In the House, the ranks of the moderate Blue Dog coalition grew as well, where more than 50 House Democrats will be representing these overwhelmingly conservative constituencies. "There are more of us than ever," Tennessee Blue Dog leader Jim Cooper says of the size of the Blue Dog pack. "And we will have a bigger bite."
Memo #1 to conservative Hill leaders: If you invest the requisite time, energy, and intellectual capital engaging these conservative citizens in the policymaking process, you will be surprised at the influence they bring to bear on their elected representatives - in both parties.
Now, to be clear, the exit polls also contain some sobering alarm bells for conservatives. Between 2004 and 2008 the conservative advantage shrunk in some red states, including Indiana (by 12 points), Virginia (9 points), New Hampshire, Maryland, and Oklahoma (seven points each), and Tennessee, North Carolina, Montana, and Michigan (five points apiece). Virginia, in particular, slipped on the ideological axis from a 2-to-1 bright-red conservative state to one whose residents' philosophical disposition, while still conservative, merely matches the overall national mood.
True, some of these shifts may be nothing more than insignificant fluctuations from one presidential cycle to the next. But a couple clearly reflect the Left's enormous effort to change the political (and, by extension, ideological) cultures in heretofore red states such as Virginia, North Carolina, Indiana, and New Hampshire. In Colorado, in contrast, while this political "surge" strategy may explain the Democrats' gain of a seat in both the House and Senate, it did nothing to alter Colorado's ideological profile. Between 2004 and 2008 the conservative advantage there actually grew unexpectedly, from 13 points (35 percent to 22 percent) to a more robust 19 point margin (36 percent to 17 percent). Go figure.

What you will do —
[1] Can you reproduce the passage on conservative voters starting with "True, some of" and going on through "percent). Go figure."?
[2] Answer these questions from the passage on conservative voters:
(a) How many House Democrats are described as representing overwhelmingly conservative constituencies?
(b) By how many points did the conservative advantage in Indiana shrink between 2004 and 2008?
(c) What was the conservative advantage in Colorado in 2008?
[3] According to the passage on conservative voters, why are some of the shifts in states like Virginia and North Carolina more than insignificant fluctuations? Answer in one to three sentences.
Rely on nothing but the passage on conservative voters.

Dataset entries
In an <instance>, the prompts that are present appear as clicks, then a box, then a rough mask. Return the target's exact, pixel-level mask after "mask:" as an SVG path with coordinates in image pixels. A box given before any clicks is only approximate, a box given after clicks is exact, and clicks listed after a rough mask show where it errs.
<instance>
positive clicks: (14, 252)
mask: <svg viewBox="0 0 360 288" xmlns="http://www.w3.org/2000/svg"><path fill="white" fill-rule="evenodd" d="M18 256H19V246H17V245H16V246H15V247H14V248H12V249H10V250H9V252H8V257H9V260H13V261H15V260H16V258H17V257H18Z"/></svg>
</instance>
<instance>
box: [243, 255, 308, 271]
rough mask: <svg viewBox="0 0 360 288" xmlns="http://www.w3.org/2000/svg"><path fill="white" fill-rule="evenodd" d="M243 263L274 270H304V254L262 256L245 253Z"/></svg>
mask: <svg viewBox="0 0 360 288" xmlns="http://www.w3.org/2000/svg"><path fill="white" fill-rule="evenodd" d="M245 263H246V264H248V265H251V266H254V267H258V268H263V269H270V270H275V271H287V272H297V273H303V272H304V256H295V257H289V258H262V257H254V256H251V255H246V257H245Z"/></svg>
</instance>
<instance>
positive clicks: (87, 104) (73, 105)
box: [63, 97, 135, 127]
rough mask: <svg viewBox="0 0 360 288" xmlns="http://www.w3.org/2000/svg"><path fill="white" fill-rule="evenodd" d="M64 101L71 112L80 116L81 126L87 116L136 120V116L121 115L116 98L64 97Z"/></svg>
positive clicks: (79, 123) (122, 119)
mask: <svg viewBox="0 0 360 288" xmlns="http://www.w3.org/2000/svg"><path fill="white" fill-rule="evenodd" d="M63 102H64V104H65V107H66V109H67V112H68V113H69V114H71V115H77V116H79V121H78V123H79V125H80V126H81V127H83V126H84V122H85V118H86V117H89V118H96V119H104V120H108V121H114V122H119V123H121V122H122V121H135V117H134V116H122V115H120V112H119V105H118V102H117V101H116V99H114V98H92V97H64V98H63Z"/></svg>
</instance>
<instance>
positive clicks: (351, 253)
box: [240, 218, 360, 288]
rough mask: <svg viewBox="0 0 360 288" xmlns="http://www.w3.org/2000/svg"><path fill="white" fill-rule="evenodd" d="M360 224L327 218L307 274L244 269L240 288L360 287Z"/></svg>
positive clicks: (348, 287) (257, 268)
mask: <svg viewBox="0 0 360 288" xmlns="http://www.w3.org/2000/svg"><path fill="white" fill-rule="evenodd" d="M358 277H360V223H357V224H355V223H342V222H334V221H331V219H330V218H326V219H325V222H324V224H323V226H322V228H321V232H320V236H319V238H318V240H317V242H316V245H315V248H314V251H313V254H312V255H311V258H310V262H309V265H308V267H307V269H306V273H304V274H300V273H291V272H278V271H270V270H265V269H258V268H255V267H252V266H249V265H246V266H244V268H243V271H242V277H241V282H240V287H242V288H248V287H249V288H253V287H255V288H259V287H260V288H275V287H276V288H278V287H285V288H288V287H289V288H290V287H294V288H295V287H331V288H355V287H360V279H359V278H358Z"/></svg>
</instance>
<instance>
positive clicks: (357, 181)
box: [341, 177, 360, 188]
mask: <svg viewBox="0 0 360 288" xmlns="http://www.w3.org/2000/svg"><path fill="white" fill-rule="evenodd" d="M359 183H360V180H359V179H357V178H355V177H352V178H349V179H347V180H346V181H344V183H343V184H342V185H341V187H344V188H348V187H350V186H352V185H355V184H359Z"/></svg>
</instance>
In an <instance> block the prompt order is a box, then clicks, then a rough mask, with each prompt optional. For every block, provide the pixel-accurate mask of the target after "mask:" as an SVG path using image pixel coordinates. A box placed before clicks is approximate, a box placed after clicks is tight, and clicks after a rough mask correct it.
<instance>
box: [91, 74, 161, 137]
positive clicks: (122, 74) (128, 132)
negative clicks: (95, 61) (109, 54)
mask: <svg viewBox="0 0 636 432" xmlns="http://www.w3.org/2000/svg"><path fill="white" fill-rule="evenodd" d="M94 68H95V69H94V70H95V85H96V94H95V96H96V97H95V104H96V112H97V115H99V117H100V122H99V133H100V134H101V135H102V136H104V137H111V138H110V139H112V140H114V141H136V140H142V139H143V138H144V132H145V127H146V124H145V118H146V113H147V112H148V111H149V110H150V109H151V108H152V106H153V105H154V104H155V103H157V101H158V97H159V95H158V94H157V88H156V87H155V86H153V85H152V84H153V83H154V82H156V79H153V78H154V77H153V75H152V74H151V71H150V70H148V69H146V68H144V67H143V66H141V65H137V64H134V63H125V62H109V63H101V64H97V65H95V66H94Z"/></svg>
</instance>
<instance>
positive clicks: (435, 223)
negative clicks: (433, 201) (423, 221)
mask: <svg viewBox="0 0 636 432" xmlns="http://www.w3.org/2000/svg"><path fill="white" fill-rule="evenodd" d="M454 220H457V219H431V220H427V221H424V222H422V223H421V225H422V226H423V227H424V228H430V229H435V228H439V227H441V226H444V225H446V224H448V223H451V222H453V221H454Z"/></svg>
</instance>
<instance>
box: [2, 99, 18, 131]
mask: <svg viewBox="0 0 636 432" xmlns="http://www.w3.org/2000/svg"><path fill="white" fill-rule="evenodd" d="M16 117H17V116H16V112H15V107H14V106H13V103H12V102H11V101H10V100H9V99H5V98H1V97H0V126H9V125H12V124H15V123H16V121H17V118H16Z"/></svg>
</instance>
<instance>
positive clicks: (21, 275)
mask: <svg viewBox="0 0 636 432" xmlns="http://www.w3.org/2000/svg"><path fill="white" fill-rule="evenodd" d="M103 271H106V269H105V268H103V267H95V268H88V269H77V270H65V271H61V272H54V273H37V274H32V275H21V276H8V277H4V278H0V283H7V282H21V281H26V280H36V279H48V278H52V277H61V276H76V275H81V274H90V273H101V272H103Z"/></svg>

Solutions for each task —
[1]
True, some of these shifts may be nothing more than insignificant fluctuations from one presidential cycle to the next. But a couple clearly reflect the Left's enormous effort to change the political (and, by extension, ideological) cultures in heretofore red states such as Virginia, North Carolina, Indiana, and New Hampshire. In Colorado, in contrast, while this political "surge" strategy may explain the Democrats' gain of a seat in both the House and Senate, it did nothing to alter Colorado's ideological profile. Between 2004 and 2008 the conservative advantage there actually grew unexpectedly, from 13 points (35 percent to 22 percent) to a more robust 19 point margin (36 percent to 17 percent). Go figure.

[2]
(a) More than 50.
(b) 12 points.
(c) A 19-point margin, 36 percent to 17 percent.

[3] A couple of the shifts clearly reflect the Left's enormous effort to change the political, and by extension ideological, cultures in formerly red states such as Virginia, North Carolina, Indiana, and New Hampshire.